Short task> Reproduce every line of the data below without changing anything.

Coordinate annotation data
"""
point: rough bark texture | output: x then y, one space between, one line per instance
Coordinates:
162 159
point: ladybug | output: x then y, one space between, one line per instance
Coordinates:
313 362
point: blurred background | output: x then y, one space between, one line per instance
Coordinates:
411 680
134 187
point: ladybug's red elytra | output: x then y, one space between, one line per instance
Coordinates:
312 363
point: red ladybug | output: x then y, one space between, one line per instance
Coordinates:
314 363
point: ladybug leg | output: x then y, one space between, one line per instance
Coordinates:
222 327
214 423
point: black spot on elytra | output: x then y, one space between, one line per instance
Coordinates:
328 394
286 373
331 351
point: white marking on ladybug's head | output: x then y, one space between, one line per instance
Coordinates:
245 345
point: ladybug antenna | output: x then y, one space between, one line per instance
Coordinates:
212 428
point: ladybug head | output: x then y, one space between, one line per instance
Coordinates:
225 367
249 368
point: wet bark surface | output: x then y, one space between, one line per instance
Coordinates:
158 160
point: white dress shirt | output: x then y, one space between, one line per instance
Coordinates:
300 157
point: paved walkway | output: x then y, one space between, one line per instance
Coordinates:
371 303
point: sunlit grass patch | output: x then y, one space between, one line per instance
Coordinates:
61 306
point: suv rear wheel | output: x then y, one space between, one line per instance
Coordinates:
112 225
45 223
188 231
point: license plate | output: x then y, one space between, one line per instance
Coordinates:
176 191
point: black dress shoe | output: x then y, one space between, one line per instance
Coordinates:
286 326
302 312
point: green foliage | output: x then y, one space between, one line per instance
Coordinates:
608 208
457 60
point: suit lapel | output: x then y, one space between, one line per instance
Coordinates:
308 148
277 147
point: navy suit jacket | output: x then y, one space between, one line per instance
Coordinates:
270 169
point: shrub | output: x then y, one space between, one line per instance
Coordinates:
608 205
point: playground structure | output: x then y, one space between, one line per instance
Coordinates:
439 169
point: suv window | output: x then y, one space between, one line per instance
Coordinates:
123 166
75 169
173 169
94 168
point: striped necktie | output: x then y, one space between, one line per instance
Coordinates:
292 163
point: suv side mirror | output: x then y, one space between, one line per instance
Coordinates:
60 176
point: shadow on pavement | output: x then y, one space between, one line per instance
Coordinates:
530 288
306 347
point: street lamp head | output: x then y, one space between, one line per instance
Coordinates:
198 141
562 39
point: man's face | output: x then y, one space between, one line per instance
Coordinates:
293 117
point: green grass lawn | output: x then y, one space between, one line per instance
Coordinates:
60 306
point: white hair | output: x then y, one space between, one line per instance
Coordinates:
"""
Correct result>
point: rough bark texture | output: x then y, one space between, one line per instance
Coordinates:
162 159
point: ladybug | output: x then y, one space between, one line per instance
Coordinates:
313 362
point: blurred background | output: x then y, one space between, one line per instance
Coordinates:
411 680
134 187
point: ladybug's red elytra | output: x then y, one space between, one line per instance
Coordinates:
312 363
point: red ladybug | output: x then y, one space between, one line per instance
Coordinates:
314 363
point: ladybug leg | output: x then y, one space between, one line per instance
Coordinates:
222 327
214 423
point: black spot on elytra | output: x then y, one space between, one line per instance
Coordinates:
328 394
286 373
331 351
point: white marking on ladybug's head | output: x then y, one space between, one line per instance
Coordinates:
245 345
point: ladybug antenna | output: x then y, one space between, one line per instance
Coordinates:
212 428
point: ladybug head | output: x then y, one space between, one line per instance
Coordinates:
225 367
249 368
point: wet bark surface | output: x then y, one space between, one line per instance
Coordinates:
158 160
point: white dress shirt | output: x then y, one space between, one line per instance
Coordinates:
300 157
point: paved walkway | output: x then y, one space between, one line per instance
Coordinates:
371 303
point: sunlit grass patch | output: x then y, one space between, one line per instance
Coordinates:
61 306
point: suv rear wheel | output: x then y, one space between, one line per instance
Coordinates:
112 225
45 223
188 231
point: license plate | output: x then y, one space between, one line per instance
Coordinates:
176 191
point: black dress shoe | output: x then y, one space between, one line per instance
Coordinates:
286 326
302 312
point: green foliage | output: x then y, one space between, one line per instance
Coordinates:
608 208
457 60
point: suit lapel | output: x then y, one space between, one line per instance
Coordinates:
308 148
277 147
point: navy suit jacket | output: x then y, one space between, one line per instance
Coordinates:
270 169
point: shrub | output: x then y, one space between, one line per instance
Coordinates:
608 205
point: playground structure | output: x then y, one space between, one line per instance
Coordinates:
439 169
point: suv window | output: x then y, one space between, one line per instance
Coordinates:
123 166
75 169
173 169
94 168
point: striped necktie | output: x then y, one space between, one line per instance
Coordinates:
292 163
point: suv side mirror | output: x then y, one space between, one line per instance
Coordinates:
60 176
point: shadow on pavement | output: x then y, one space between, one line per instance
Coordinates:
530 288
306 347
point: street lamp head | output: x then y, one space between, one line per instance
Coordinates:
198 141
562 39
point: man's face | output: x then y, one space between, one line per instance
Coordinates:
293 117
point: green grass lawn | output: x then y, one space between, one line per instance
Coordinates:
60 306
point: white hair | output: x then y, one space between, one line per instance
Coordinates:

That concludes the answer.